Given data:
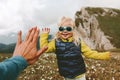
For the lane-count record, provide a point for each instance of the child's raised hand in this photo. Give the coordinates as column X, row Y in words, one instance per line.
column 45, row 30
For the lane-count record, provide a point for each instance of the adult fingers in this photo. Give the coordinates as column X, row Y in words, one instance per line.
column 32, row 34
column 28, row 34
column 35, row 38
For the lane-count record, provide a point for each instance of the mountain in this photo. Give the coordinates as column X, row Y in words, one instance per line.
column 99, row 27
column 10, row 47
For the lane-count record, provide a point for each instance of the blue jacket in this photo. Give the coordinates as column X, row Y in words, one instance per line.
column 10, row 68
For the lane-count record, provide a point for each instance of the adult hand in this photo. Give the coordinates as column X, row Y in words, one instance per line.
column 27, row 48
column 46, row 30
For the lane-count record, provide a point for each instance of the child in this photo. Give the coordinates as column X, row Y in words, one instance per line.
column 69, row 50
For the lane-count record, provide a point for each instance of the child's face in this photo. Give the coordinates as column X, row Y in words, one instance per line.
column 65, row 32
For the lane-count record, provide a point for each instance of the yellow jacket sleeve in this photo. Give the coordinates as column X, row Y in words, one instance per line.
column 44, row 42
column 87, row 52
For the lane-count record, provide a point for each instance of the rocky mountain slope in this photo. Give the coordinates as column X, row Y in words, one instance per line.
column 90, row 29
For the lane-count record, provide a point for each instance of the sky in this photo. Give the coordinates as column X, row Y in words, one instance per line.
column 18, row 15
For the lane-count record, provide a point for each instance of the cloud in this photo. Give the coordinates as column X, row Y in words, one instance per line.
column 18, row 15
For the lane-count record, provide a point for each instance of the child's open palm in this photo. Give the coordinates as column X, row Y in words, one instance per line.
column 45, row 30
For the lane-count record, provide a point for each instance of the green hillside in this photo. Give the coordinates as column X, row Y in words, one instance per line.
column 110, row 25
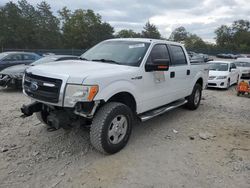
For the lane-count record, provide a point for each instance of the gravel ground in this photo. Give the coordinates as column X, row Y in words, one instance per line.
column 209, row 147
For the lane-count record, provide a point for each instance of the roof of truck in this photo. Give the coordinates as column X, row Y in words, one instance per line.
column 144, row 40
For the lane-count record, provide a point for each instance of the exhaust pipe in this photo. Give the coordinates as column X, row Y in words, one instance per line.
column 28, row 110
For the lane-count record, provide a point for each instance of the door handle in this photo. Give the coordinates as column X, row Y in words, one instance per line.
column 172, row 74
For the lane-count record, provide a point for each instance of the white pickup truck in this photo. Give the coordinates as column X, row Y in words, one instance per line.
column 113, row 83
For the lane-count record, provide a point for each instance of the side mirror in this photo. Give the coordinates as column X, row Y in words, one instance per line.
column 232, row 70
column 158, row 65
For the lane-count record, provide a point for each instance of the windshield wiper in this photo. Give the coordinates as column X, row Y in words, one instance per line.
column 106, row 61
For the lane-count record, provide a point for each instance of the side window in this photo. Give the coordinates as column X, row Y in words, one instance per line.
column 179, row 57
column 28, row 57
column 233, row 66
column 159, row 51
column 13, row 57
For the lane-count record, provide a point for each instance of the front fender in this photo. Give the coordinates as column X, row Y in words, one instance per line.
column 113, row 88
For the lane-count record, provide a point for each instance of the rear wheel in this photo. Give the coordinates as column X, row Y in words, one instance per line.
column 195, row 98
column 111, row 128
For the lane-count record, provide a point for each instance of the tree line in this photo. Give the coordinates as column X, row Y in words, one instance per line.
column 26, row 26
column 36, row 27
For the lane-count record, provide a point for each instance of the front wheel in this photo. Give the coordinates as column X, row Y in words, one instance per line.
column 111, row 127
column 195, row 98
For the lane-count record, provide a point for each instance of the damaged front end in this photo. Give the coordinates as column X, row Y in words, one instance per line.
column 10, row 80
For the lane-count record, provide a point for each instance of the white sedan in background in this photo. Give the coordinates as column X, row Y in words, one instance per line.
column 222, row 74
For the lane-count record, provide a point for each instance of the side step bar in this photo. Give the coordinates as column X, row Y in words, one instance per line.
column 153, row 113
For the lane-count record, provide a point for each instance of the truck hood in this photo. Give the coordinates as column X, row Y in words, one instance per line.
column 14, row 70
column 76, row 71
column 218, row 73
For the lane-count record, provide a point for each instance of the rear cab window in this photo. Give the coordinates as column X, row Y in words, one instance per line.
column 178, row 55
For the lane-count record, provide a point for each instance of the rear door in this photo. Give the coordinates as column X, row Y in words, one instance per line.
column 180, row 72
column 11, row 60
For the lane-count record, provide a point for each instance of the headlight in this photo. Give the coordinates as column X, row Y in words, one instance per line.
column 76, row 93
column 221, row 77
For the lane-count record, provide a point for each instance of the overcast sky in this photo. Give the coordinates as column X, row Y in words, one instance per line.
column 201, row 17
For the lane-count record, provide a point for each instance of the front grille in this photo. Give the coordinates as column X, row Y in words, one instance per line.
column 42, row 88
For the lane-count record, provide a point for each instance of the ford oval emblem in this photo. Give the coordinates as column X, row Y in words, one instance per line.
column 33, row 86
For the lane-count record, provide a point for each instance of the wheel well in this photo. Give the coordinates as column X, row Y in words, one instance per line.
column 200, row 81
column 125, row 98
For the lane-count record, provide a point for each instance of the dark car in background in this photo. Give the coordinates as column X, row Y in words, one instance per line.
column 8, row 59
column 12, row 76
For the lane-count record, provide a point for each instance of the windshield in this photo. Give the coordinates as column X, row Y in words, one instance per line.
column 44, row 60
column 218, row 66
column 242, row 64
column 2, row 55
column 120, row 52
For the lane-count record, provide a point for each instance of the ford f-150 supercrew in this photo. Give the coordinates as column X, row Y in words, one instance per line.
column 113, row 83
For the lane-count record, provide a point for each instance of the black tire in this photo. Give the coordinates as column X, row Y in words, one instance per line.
column 192, row 103
column 103, row 120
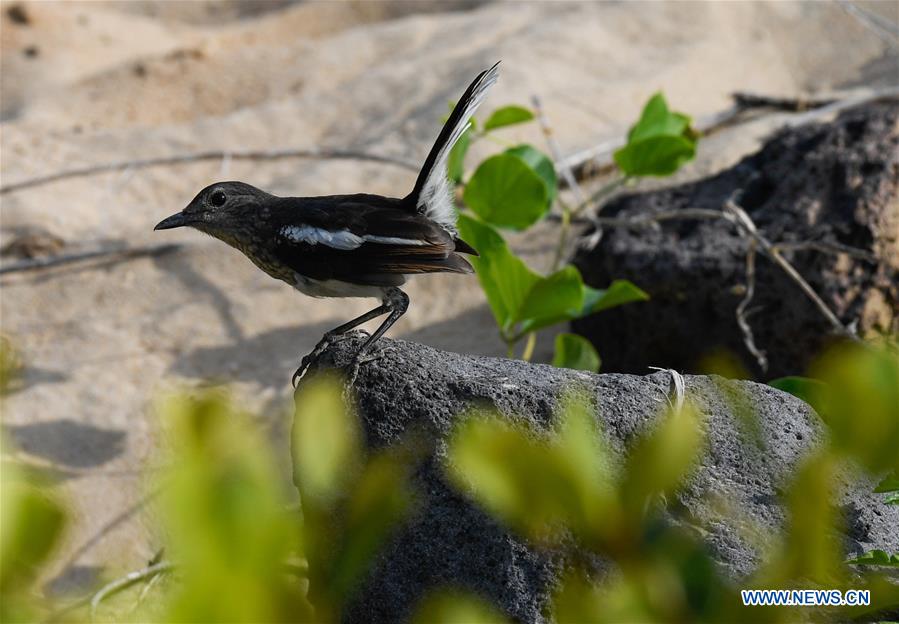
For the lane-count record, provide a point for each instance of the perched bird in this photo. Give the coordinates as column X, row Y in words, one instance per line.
column 347, row 245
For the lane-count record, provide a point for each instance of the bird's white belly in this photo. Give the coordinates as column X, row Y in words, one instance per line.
column 335, row 288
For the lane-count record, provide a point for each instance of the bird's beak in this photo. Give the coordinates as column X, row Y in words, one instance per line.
column 176, row 220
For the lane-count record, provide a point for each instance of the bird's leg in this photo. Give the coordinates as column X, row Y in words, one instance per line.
column 397, row 302
column 330, row 335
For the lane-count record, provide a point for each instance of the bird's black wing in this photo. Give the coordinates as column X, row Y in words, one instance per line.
column 361, row 239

Prompt: Please reproduce all of the data above word for word, leaving out the pictures.

Exercise result:
For the lane-count record, provide a point for each instance of the child's raised hand in this photo. Give the coordinates as column X, row Y in words, one instance per line.
column 45, row 30
For the lane-count record, provide a point for each instance of the adult fingers in this photo. Give the coordinates as column X, row Y in words, one instance per line.
column 32, row 34
column 28, row 34
column 35, row 38
For the lane-count record, provide a point for each instance of the mountain in this photo. Give the coordinates as column X, row Y in words, one instance per line.
column 99, row 27
column 10, row 47
For the lane-count record, provide a point for each instance of the blue jacket in this photo. Give the coordinates as column X, row Y in words, one instance per line.
column 10, row 68
For the lane-count record, provide a point for each instance of the adult hand in this photo. Give the coordinates as column X, row Y in words, one instance per line.
column 27, row 48
column 46, row 30
For the lane-count record, provide a point for each instance of the child in this photo. Give the coordinates as column X, row Y in words, one instance per line.
column 69, row 50
For the lane-count record, provide a point for each instance of the child's face in this photo. Give the coordinates as column X, row Y in words, one instance per line.
column 65, row 32
For the lane-count record, provide a point for each instance of the yellow jacket sleeve in this photo. Give the coordinates as column X, row Y in words, one instance per line.
column 44, row 42
column 87, row 52
For the lane-count record, provide a point for each instance of the rocky mountain slope in this photo. Give the coordinates as column X, row Y in words, one instance per line.
column 90, row 29
For the lane-count record, provide a point for each instance of the sky in this photo. Give the coordinates as column X, row Y in words, one instance per line.
column 18, row 15
For the lane-count record, provide a point for each instance of the cloud in this photo. Give the coordinates as column X, row Y in words, one instance per line.
column 18, row 15
For the lane-count record, provide a point for each instance of the child's open palm in this photo. Give the coordinates as column X, row Y in words, one instance per line.
column 45, row 30
For the lane-count record, provide a point for each instance of the green hillside in this photo. Give the coordinates as column X, row Y in words, one instance per line.
column 110, row 25
For the lane-count record, provide a point for each instance of the gravel ground in this photo. Give the coordinates as column X, row Y in words, one instance per line.
column 209, row 147
For the lane-count record, provide a point for each instance of the roof of truck in this photo. Give the coordinates as column X, row Y in words, one instance per line.
column 144, row 40
For the lane-count record, provide a point for each instance of the exhaust pipe in this photo. Give the coordinates as column X, row Y in words, one instance per line.
column 28, row 110
For the lane-count record, provide a point for each instance of the door handle in this photo. Give the coordinates as column X, row Y in words, one instance per line.
column 172, row 74
For the lane-count record, provide a point for each instance of the white pickup truck in this photo. Give the coordinates as column X, row Y in words, one instance per line.
column 113, row 83
For the lane-count record, provide a point for each instance of the side mirror in this photo. Give the coordinates as column X, row Y in words, one instance per line.
column 232, row 70
column 158, row 65
For the lane-count record, provide a point for each instance of the windshield wiper in this photo. Give the coordinates as column X, row Y in words, one instance per line.
column 106, row 61
For the lane-count record, provide a point for each instance of the side window in this photo. Give the coordinates as column X, row Y in words, one instance per line.
column 179, row 57
column 28, row 57
column 233, row 66
column 159, row 51
column 13, row 57
For the lane-count record, provide a point for each instance of the front fender in this photo. Give the coordinates as column X, row Y in words, one instance per line.
column 113, row 88
For the lane-count record, provide a point for each instance of the rear wheel in this photo. Give the coordinates as column X, row Y in words, one instance per line.
column 195, row 98
column 111, row 128
For the lane-count record, provide a point for each instance of the tree line in this photo. Give the coordinates as column X, row Y in words, one instance per line.
column 26, row 26
column 36, row 27
For the lane-count record, provide a point for each instance of the front wheel in this photo. Give the coordinates as column X, row Y in words, one instance per line.
column 111, row 127
column 195, row 98
For the lane-count record, provide a point for each instance of the damaged front end in this photo. Give the coordinates as column X, row Y in words, one instance per line.
column 10, row 80
For the lane-count record, provide a point for each instance of the white sedan in background in this photo. Give the coordinates as column X, row Y in words, one instance per line.
column 222, row 74
For the lane-count record, provide a point for each instance of the side step bar in this photo. Give the coordinates as column X, row Y in words, one instance per line.
column 153, row 113
For the lane-count record, provide a point for each instance of the truck hood in this photo. Give the coordinates as column X, row Y in words, one instance per line.
column 14, row 70
column 76, row 71
column 218, row 73
For the lane-count record, provide a point for each instance of the rear cab window in this photo. Give the coordinates as column X, row Y in words, one instance per line.
column 178, row 55
For the lane-count record, provide a point for each instance of the rear door in this photo. Give the coordinates as column X, row Y in words, one instance per line.
column 180, row 72
column 11, row 60
For the lane-count record, provide a point for each instance of the headlight in this photo. Give the coordinates as column X, row Y in words, one instance per line.
column 76, row 93
column 221, row 77
For the lane-count record, provide a point for each instance of the overcast sky in this photo. Give the coordinates as column X, row Y in words, one instance per line.
column 201, row 17
For the lane-count record, provide a point for each instance of the front grille in this photo. Give the coordinates as column X, row Y in words, one instance per line.
column 42, row 88
For the lane-count record, provide a point for each instance of the ford oval emblem in this photo. Give the coordinates as column X, row Y in words, one instance per line.
column 33, row 86
For the lane-count record, provide a point for each instance of the wheel well in this photo. Give the coordinates as column X, row Y in words, one instance per line.
column 200, row 81
column 125, row 98
For the lane-count record, provide a point for each instance of the dark car in background in this photo. Give the coordinates as column X, row Y in words, one instance per line.
column 8, row 59
column 12, row 76
For the lane-count record, provide a point for each instance of the windshield in this photo. Give the coordinates as column X, row Y in words, one instance per line.
column 44, row 60
column 218, row 66
column 242, row 64
column 2, row 55
column 120, row 52
For the lane-count record, provide a point for each instance of the ford f-150 supercrew in this photo. Give the coordinates as column X, row Y in words, one instance per line.
column 113, row 83
For the lane-count record, provide a point for each instance of the black tire in this photo. Give the coordinates as column X, row Y in words, one instance per line.
column 192, row 103
column 103, row 120
For the lane-count record, provide a point for each instance of the perched bird in this photo. Give the coordinates as column X, row Y in words, one instance per line.
column 347, row 245
For the lane-count record, provide a point for each instance of the bird's white belly in this photo. Give the coordinates as column X, row Y in words, one instance per line.
column 335, row 288
For the lane-count record, provide a point for each instance of the bird's beak in this photo. Give the coordinates as column X, row Y in words, one instance per line.
column 176, row 220
For the lane-count record, provide a point for each instance of the bird's leg in this photo. Give the coordinates as column X, row Y in words, one instance per line.
column 397, row 302
column 330, row 335
For the lane-count record, provide a point for each instance of the bird's black wing in this photo. Give the coordinates as column X, row Y in words, one instance per line.
column 361, row 239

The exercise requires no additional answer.